[start STORED DATA]

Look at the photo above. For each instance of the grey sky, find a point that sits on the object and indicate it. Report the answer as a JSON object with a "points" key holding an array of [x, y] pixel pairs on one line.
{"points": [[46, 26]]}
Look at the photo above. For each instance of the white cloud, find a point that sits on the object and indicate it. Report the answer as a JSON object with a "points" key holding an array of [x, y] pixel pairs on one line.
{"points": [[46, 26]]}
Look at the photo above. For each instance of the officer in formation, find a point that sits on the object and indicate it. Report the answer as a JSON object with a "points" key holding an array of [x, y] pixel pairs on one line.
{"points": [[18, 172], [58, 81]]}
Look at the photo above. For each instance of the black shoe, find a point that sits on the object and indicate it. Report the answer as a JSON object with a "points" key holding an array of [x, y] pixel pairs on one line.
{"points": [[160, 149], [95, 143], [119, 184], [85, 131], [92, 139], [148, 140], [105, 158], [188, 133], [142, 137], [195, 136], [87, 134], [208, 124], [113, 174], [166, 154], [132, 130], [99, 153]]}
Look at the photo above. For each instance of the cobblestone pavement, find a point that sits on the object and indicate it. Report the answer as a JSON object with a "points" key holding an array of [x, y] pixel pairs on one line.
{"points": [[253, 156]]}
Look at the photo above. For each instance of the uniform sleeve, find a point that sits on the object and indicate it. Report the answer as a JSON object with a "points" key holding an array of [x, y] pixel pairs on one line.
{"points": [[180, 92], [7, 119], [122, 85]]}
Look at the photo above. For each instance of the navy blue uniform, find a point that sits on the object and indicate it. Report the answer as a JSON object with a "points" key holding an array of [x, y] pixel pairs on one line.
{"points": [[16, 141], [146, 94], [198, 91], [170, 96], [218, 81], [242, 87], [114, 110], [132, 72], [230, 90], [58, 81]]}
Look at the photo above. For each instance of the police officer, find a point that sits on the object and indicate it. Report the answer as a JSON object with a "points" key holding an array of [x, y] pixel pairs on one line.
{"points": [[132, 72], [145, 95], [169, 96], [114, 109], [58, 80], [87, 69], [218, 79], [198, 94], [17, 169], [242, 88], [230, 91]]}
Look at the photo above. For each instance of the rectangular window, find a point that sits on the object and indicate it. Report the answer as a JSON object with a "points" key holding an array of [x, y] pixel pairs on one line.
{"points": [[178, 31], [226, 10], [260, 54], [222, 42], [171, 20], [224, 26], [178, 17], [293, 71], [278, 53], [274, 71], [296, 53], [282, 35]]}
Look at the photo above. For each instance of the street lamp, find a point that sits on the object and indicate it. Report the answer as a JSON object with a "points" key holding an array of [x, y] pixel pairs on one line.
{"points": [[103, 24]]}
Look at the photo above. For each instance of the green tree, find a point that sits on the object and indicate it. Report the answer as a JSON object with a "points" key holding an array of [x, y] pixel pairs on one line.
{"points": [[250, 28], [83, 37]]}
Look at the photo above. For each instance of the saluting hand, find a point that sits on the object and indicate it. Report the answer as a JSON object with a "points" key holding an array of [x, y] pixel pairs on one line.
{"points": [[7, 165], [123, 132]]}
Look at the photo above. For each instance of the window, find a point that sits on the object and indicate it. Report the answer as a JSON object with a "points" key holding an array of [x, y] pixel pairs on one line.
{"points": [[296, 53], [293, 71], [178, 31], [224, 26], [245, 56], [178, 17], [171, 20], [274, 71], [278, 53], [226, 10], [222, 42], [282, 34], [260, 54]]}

[end STORED DATA]

- _TASK BRIEF_: Rewrite every one of the rows above as a numbered list, leaving out any blank lines.

- _SOLUTION_:
1. Look at the photo above. For each instance of the grey sky, find a point that sits on the object and indicate it. Report the answer as a JSON object with a "points" key holding an array of [x, y] pixel pairs on one line.
2. {"points": [[46, 26]]}
3. Look at the photo above. For each instance of the white cloud, find a point that sits on the object and indicate it. Report the answer as a JSON object with a "points" key holding an array of [x, y] pixel pairs on one line.
4. {"points": [[46, 26]]}
5. Look at the photo above. For each instance of the officer in formation, find a point that sits on the object and indicate it. Report the answer as a JSON object with a "points" key holding an array of [x, y] pixel pairs on one line.
6. {"points": [[18, 172], [58, 81]]}
7. Look at the photo above. For each instance of the black shoe, find a point that sits on the object and indicate it. Report the answer as a JSON object with a "points" key holding an array of [x, y] pixel pairs on one line.
8. {"points": [[160, 149], [95, 143], [119, 184], [85, 131], [92, 139], [148, 140], [105, 158], [188, 133], [142, 137], [195, 136], [87, 134], [208, 124], [113, 174], [166, 154], [132, 130], [99, 153]]}
9. Look at the photo above. For each instance of the cobblestone pavement, find a point that sits on the object and indicate it. Report the answer as a JSON object with a "points" key holding an array of [x, y] pixel pairs on one line.
10. {"points": [[253, 156]]}
11. Look at the photo above. For each instance of the uniform sleeve, find a point that sits on the object and indicate it. Report the answer as a JSON object with a "points" key holding an array of [x, y] pixel pairs on one line.
12. {"points": [[180, 92], [7, 119], [122, 85]]}
13. Look at the photo above. For each instance of the navy blue uniform, find a point that sits on the object and indicate it. Report the answer as a JSON object with a "points" key holding an array of [x, y] pixel pairs on one line.
14. {"points": [[16, 141], [146, 94], [198, 91], [170, 96], [218, 81], [242, 87], [114, 110], [132, 72], [230, 90], [58, 81]]}
15. Look at the photo above. For each instance of the police officer, find a point that sits on the object and indicate it. Report the answer as a JSON object with a "points" key holding an array of [x, y] pixel pairs on one line.
16. {"points": [[132, 72], [145, 95], [169, 96], [114, 109], [58, 80], [87, 69], [218, 79], [198, 94], [17, 169], [242, 88], [230, 91]]}
17. Look at the photo above. For each instance of the rectangular window, find a point that sits on the object and indicate it. Report the answer as a JSON object with a "points" key holding an array of [x, y] pixel pairs on one line.
18. {"points": [[178, 31], [226, 10], [260, 54], [222, 42], [171, 20], [224, 26], [178, 17], [293, 71], [278, 53], [274, 71], [296, 53], [282, 35]]}
19. Look at the photo above. For each instance of the street lamp, find a point that sits on the object and indicate it. Report the answer as a JSON object with a "points" key holding an array of [x, y] pixel pairs on one line.
20. {"points": [[103, 24]]}
21. Look at the photo above. For each instance of the green tree, find a point that sits on the object and indicate it. Report the answer as a JSON object with a "points" key holding an array of [x, y] pixel pairs on one line.
22. {"points": [[250, 28], [83, 37]]}
23. Look at the photo above. For each instance of the saluting hand, find a point that sits on the object and indicate it. Report the answer as a JSON object with a "points" key holding an array of [x, y] pixel pairs on one line.
24. {"points": [[7, 165], [123, 132]]}
25. Look at the photo above. For each instance of the window, find a point that sits on the object and indicate it. Report the answer as a JSON object with a "points" key holding an array of [x, y] pixel pairs on one line.
26. {"points": [[296, 53], [293, 71], [178, 31], [224, 26], [245, 56], [178, 17], [171, 20], [274, 71], [278, 53], [226, 10], [222, 42], [282, 34], [260, 54]]}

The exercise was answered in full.